**作答說明**.
(1) 根據 RAC 等待事件的說明,區塊若是轉發到第三個節點再送出(3-way),需要多少則訊息和幾次區塊傳輸?
(2) 請從 RAC 等待事件說明的最後一句之後接續寫下去。

RAC 相關的等待及原因
Wait events for Oracle RAC include the following categories:
1.Block-Related Wait Events
2.Message-Related Wait Events
3.Contention-Related Wait Events
4.Load-Related Wait Events
Block-Related Wait Events
The main wait events for block-related waits are:
gc current block 2-way
gc current block 3-way
gc cr block 2-way
gc cr block 3-way
*******************
在node1的cache里面沒有找到需要的數據,于是出現了跨node的 fusion cache 從node2 的Cache中得到數據。
在gc current block 2-way or gc current block 3-way等待事件上的過多等待,通常要么是由于(a)一種低效的執行計劃,導致了大量的塊訪問,
或者(b)應用數據相似度(應用親和力)沒有被實施。如果對象訪問本地化,考慮實施應用親和力(應用數據的相似度)。
*********************
The block-related wait event statistics indicate that a block was received as either the result of a 2-way or a 3-way message, that is, the block was sent from either the resource master requiring 1 message and 1 transfer, or was forwarded to a third node from which it was sent, requiring 2 messages and 1 block transfer.
If the average wait times are acceptable and no interconnect or load issues can be diagnosed, then the accumulated time waited can usually be attributed to a few SQL statements which need to be tuned to minimize the number of blocks accessed.

**提供資料**.
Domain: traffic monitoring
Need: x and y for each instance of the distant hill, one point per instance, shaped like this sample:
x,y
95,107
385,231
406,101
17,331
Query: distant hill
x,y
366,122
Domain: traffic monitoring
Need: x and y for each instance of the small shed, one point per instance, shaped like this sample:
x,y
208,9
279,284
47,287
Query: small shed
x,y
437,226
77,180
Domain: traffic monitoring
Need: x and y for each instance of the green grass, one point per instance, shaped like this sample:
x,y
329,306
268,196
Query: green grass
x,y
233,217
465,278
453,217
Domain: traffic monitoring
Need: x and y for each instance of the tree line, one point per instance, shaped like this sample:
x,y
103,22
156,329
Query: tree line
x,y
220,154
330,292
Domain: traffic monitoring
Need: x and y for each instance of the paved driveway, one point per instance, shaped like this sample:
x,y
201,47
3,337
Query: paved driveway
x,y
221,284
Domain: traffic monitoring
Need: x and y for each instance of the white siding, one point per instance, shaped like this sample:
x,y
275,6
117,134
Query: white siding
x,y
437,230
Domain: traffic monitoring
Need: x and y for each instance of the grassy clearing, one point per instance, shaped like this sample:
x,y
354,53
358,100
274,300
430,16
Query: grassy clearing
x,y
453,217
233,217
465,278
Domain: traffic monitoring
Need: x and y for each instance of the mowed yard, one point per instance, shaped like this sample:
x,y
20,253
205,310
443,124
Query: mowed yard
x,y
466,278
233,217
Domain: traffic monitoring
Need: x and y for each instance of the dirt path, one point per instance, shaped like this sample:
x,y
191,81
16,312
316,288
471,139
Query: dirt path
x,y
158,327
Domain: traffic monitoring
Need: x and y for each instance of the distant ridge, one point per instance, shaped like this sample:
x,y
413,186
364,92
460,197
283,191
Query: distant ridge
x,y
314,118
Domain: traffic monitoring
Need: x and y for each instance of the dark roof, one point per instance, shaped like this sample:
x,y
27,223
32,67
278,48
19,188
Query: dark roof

**參考答案**.
(1) 需要 2 則訊息和 1 次區塊傳輸。

(2)
The column CLUSTER_WAIT_TIME in V$SQLAREA represents the wait time incurred by individual SQL statements for global cache events and will identify the SQL which may need to be tuned.
Message-Related Wait Events
The main wait events for message-related waits are:
gc current grant 2-way
gc cr grant 2-way
*********************
如果被請求的塊沒有駐留在任何緩沖區中,需要請求master讀取物理磁盤上的數據,出現物理讀寫。就會遭遇gc cr grant 2-way 和 gc current grant 2-way等待事件。
*********************
The message-related wait event statistics indicate that no block was received because it was not cached in any instance. Instead a global grant was given, enabling the requesting instance to read the block from disk or modify it.
If the time consumed by these events is high, then it may be assumed that the frequently used SQL causes a lot of disk I/O (in the event of the cr grant) or that the workload inserts a lot of data and needs to find and format new blocks frequently (in the event of the current grant).
Contention-Related Wait Events
The main wait events for contention-related waits are:
gc current block busy
gc cr block busy
gc buffer busy acquire/release
******************
一般是并發的讀寫,各個session 中間出現資源競爭,需要等其他session 把修改的數據寫入redo log,才會把控制權返回給其他session。如果一個競爭沒有結束,再有其他的競爭增加,會出現雪崩的效應,系統性能急劇下降。
繁忙事件(Busy events)表明,LMS執行了額外的工作去處理并發相關的問題。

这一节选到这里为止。